** WRITTEN INSTRUCTION A **
Count the lines in the listing that contain the string "brown". Case counts, and your reply should be the number alone.

** DOCUMENT **
# a few improvements



## oldrusty (Sep 9, 2009)

Snow has been pretty scarce around here so far this winter so i figured the old plow truck was due. Went from this........









to this.......










now if we can just get some snow to plow


----------



## theplowmeister (Nov 14, 2006)

oldrusty;1406544 said:


> Snow has been pretty scarce around here so far this winter so i figured the old plow truck was due. Went from this........
> 
> 
> 
> ...


OK you painted the truck


----------



## Mr.Markus (Jan 7, 2010)

theplowmeister;1407137 said:


> OK you painted the truck


New bumper and boots too........................


----------



## oldrusty (Sep 9, 2009)

Along with the new paint , wheels , and tires. I recessed two 4 inch light into the rear bumper and wired them in to work with the reverse lights. My electrical connections for the pump and plow lights were all getting pretty nasty looking, I rewired all the plow wiring through a roung pin tractor trailer style plug that i mounted into the front bumper. Now to remove the plow for the summer all I have to do is disconnect the battery cables and then unplug 1 plug and everything is ready to remove. Also replaced the old broken down vinyl bucket seats with a couple nice cloth buckets from a ford taurus.....much more comfy.....lol. I have many more pics but didnt want to bore everyone with a bunch of pics. I was just excited that nthis old rustbucket was shiny once again.

** WRITTEN INSTRUCTION B **
In the forum thread, what vehicle did the replacement cloth bucket seats come from?

** EXERCISE MATERIALS **
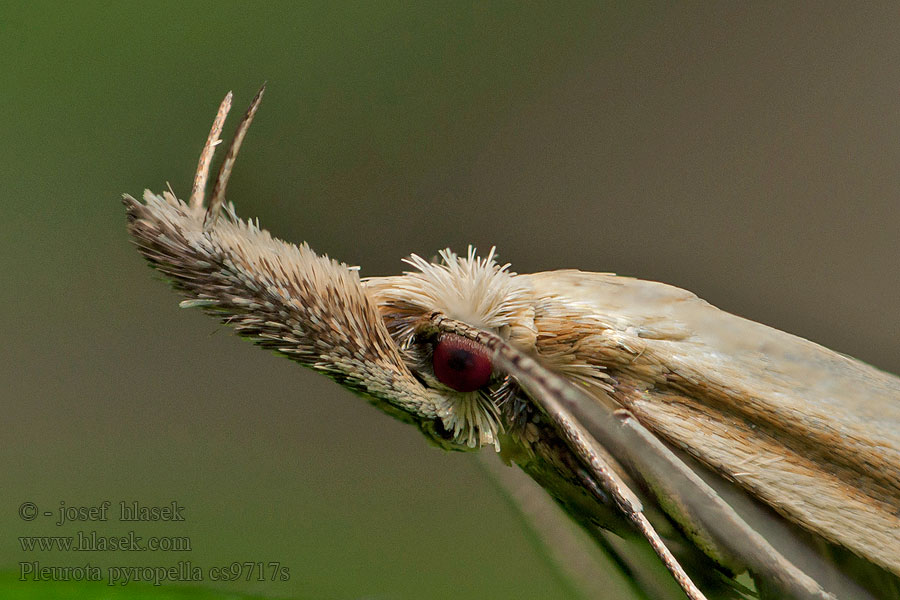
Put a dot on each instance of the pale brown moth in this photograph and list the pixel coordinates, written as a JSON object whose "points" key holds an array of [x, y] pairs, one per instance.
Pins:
{"points": [[731, 447]]}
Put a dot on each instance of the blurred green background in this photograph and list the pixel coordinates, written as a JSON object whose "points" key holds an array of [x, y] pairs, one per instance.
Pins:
{"points": [[748, 153]]}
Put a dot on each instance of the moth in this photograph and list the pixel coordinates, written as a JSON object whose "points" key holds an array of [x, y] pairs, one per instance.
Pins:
{"points": [[723, 445]]}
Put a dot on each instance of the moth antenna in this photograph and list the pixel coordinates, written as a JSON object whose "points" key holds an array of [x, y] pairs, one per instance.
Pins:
{"points": [[198, 191], [218, 195]]}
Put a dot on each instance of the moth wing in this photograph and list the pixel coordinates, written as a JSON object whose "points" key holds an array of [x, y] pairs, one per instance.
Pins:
{"points": [[812, 433]]}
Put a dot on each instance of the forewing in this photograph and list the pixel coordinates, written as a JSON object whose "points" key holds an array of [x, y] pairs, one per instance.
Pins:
{"points": [[812, 433]]}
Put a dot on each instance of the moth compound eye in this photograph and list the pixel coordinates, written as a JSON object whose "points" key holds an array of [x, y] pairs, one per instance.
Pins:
{"points": [[460, 363]]}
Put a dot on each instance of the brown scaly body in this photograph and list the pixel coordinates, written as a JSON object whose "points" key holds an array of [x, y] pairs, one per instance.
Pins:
{"points": [[813, 435]]}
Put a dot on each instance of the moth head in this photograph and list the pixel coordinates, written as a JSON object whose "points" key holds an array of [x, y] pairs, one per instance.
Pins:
{"points": [[478, 292], [365, 335]]}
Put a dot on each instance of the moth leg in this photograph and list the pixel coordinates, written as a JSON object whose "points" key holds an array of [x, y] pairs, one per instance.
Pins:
{"points": [[548, 391]]}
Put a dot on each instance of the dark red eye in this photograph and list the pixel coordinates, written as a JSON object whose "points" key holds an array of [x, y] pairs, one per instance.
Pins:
{"points": [[460, 363]]}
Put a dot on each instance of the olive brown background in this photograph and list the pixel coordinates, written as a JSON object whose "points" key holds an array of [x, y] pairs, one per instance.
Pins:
{"points": [[748, 153]]}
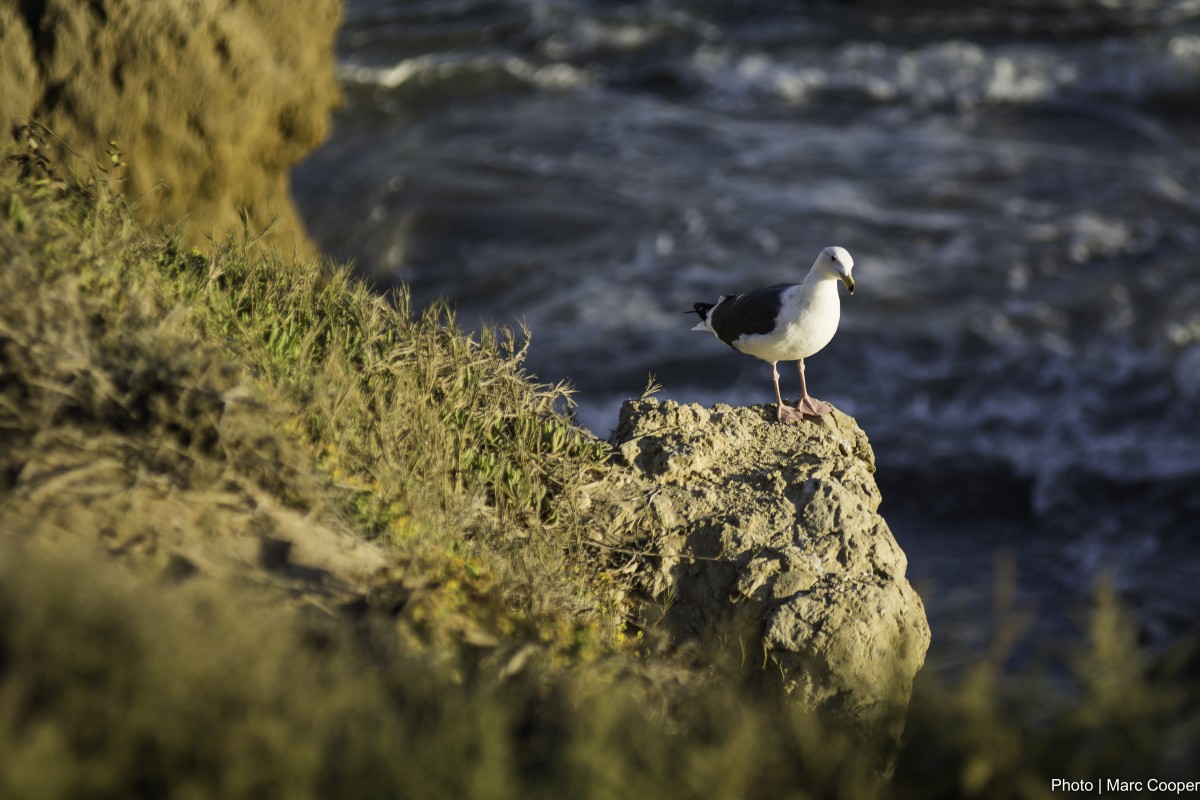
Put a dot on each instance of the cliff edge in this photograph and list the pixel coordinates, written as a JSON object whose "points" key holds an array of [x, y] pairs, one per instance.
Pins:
{"points": [[768, 537]]}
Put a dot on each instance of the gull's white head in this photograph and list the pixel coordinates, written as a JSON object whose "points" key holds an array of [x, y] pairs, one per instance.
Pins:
{"points": [[835, 263]]}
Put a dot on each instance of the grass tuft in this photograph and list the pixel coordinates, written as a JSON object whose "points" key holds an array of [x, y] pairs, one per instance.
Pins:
{"points": [[168, 417]]}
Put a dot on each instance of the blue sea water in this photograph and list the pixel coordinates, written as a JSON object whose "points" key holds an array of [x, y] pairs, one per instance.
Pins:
{"points": [[1019, 184]]}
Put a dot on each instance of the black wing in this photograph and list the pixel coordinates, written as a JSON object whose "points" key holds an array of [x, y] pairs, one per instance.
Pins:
{"points": [[754, 312]]}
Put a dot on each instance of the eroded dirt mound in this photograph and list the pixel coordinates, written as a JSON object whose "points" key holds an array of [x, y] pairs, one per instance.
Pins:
{"points": [[768, 535]]}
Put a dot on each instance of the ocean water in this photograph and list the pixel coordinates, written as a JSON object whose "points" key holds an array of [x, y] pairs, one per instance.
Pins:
{"points": [[1019, 184]]}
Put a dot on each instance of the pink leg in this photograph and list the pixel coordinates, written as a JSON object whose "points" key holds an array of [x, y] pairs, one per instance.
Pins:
{"points": [[784, 413], [809, 405]]}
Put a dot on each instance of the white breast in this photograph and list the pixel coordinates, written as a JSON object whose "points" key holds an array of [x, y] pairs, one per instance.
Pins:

** WRITTEN ANSWER A **
3

** WRITTEN ANSWER B **
They came from a Ford Taurus.